## INFORMATION SHOWN
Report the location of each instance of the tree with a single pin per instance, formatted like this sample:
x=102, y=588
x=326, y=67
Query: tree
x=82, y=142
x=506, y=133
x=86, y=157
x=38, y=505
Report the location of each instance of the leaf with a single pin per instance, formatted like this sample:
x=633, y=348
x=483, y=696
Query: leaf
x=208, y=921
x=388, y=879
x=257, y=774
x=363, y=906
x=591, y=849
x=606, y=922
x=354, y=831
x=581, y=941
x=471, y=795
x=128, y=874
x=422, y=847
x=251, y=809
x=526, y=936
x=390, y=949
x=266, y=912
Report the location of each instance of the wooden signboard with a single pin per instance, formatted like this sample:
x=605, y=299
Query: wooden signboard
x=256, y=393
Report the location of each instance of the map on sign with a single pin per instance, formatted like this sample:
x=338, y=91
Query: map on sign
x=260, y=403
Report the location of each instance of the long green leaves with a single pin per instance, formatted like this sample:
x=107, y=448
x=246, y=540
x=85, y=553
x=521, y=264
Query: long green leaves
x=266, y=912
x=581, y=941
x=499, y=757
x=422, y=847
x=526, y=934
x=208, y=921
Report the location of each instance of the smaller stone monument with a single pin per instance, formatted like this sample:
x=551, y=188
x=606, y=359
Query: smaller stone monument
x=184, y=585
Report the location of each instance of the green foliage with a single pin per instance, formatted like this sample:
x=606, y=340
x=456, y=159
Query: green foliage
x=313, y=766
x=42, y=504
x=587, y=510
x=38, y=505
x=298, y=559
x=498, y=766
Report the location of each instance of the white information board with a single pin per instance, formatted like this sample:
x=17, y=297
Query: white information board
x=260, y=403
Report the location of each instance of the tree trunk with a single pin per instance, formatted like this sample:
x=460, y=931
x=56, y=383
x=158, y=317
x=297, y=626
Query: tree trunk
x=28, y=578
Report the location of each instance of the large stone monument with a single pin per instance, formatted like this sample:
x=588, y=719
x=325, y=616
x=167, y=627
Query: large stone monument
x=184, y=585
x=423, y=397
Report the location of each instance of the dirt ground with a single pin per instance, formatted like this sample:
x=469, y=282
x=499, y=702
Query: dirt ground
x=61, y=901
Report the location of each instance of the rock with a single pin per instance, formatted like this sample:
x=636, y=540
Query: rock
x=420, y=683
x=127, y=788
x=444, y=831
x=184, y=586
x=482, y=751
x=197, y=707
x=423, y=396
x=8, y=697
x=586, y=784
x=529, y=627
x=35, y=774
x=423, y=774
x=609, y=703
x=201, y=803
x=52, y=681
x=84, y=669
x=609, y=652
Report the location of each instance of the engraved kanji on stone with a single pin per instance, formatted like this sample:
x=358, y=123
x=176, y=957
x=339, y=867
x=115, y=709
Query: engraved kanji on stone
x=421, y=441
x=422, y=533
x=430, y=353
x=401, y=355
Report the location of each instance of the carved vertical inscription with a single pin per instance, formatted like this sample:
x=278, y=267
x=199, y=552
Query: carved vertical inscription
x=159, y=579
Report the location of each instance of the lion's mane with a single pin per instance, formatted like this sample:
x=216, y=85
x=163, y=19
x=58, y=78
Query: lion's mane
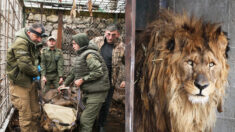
x=166, y=97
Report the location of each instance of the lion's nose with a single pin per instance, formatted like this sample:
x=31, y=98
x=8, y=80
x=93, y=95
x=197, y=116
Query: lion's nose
x=201, y=82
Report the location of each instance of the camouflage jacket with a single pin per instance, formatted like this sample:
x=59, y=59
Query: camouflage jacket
x=52, y=62
x=89, y=66
x=118, y=60
x=21, y=60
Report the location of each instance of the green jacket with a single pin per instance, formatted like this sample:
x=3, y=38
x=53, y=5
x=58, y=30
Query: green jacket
x=90, y=66
x=52, y=62
x=22, y=60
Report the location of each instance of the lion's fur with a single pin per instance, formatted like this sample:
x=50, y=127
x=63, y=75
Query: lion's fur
x=165, y=78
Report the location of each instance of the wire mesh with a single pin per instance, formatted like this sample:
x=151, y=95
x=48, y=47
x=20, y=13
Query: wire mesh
x=106, y=6
x=10, y=22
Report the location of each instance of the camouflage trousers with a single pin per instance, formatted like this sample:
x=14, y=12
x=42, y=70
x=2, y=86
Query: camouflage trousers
x=26, y=101
x=93, y=104
x=51, y=83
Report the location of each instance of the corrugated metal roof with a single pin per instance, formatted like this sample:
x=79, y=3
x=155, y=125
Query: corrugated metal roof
x=106, y=6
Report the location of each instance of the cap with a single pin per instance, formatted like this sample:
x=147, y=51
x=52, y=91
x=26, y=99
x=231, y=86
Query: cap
x=51, y=37
x=42, y=34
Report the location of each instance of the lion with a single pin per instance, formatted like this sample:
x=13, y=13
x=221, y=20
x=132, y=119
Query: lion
x=181, y=72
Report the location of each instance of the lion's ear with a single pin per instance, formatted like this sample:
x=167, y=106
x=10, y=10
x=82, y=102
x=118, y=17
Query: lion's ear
x=171, y=45
x=222, y=40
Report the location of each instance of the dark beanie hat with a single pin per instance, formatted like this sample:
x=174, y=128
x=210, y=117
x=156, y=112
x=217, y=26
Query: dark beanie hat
x=81, y=39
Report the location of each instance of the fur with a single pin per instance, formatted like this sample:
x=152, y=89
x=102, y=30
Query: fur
x=176, y=56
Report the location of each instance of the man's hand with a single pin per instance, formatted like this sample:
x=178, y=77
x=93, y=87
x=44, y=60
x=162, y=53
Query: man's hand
x=61, y=80
x=60, y=87
x=44, y=79
x=123, y=84
x=78, y=82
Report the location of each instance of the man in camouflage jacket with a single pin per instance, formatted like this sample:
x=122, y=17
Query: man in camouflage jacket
x=112, y=50
x=22, y=62
x=52, y=65
x=90, y=73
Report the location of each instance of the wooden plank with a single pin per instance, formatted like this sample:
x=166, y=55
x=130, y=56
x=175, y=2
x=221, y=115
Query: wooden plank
x=129, y=64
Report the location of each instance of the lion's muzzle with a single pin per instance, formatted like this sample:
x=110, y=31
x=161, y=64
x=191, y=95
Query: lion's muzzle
x=201, y=82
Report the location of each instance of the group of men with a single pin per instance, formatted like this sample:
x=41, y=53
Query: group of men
x=97, y=70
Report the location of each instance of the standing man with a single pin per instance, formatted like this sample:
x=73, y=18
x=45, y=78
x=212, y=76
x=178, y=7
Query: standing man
x=52, y=65
x=90, y=73
x=112, y=50
x=21, y=69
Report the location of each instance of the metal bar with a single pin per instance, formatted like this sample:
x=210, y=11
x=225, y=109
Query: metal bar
x=13, y=9
x=130, y=64
x=60, y=28
x=5, y=124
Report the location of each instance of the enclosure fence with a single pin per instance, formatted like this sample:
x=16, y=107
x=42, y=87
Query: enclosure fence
x=11, y=20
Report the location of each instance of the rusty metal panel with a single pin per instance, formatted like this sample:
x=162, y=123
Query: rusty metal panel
x=130, y=63
x=146, y=12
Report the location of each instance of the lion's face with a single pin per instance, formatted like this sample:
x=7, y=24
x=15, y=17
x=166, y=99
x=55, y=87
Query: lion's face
x=199, y=72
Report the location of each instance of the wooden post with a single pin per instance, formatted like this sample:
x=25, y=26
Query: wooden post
x=60, y=29
x=130, y=64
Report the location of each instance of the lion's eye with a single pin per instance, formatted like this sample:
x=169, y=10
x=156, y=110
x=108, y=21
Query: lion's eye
x=211, y=64
x=190, y=62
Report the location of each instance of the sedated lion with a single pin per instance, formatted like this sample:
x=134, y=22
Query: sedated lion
x=181, y=71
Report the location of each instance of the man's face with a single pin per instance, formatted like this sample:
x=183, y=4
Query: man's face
x=51, y=43
x=111, y=36
x=76, y=47
x=35, y=38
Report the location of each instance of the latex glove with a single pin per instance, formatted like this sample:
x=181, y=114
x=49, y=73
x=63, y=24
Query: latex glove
x=123, y=84
x=44, y=79
x=78, y=82
x=61, y=80
x=62, y=86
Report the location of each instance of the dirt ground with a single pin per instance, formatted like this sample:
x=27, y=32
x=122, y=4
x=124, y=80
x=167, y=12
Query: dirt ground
x=115, y=120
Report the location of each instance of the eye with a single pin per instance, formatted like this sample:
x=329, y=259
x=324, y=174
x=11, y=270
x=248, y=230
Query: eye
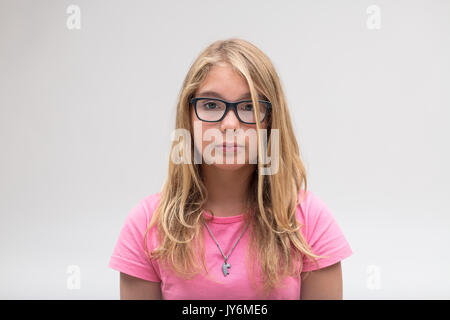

## ABOUT THIS TASK
Restate the listing word for word, but only from its first line through the line with "x=483, y=696", keeping both end lines.

## ANSWER TO THE PROBLEM
Report the location of each instance of the tree with a single pin per instance, formatted like this sample:
x=102, y=588
x=326, y=67
Query: tree
x=82, y=142
x=506, y=133
x=86, y=157
x=38, y=505
Report the location of each instance of the leaf with a single pin per instance, formatted like this sample:
x=633, y=348
x=483, y=696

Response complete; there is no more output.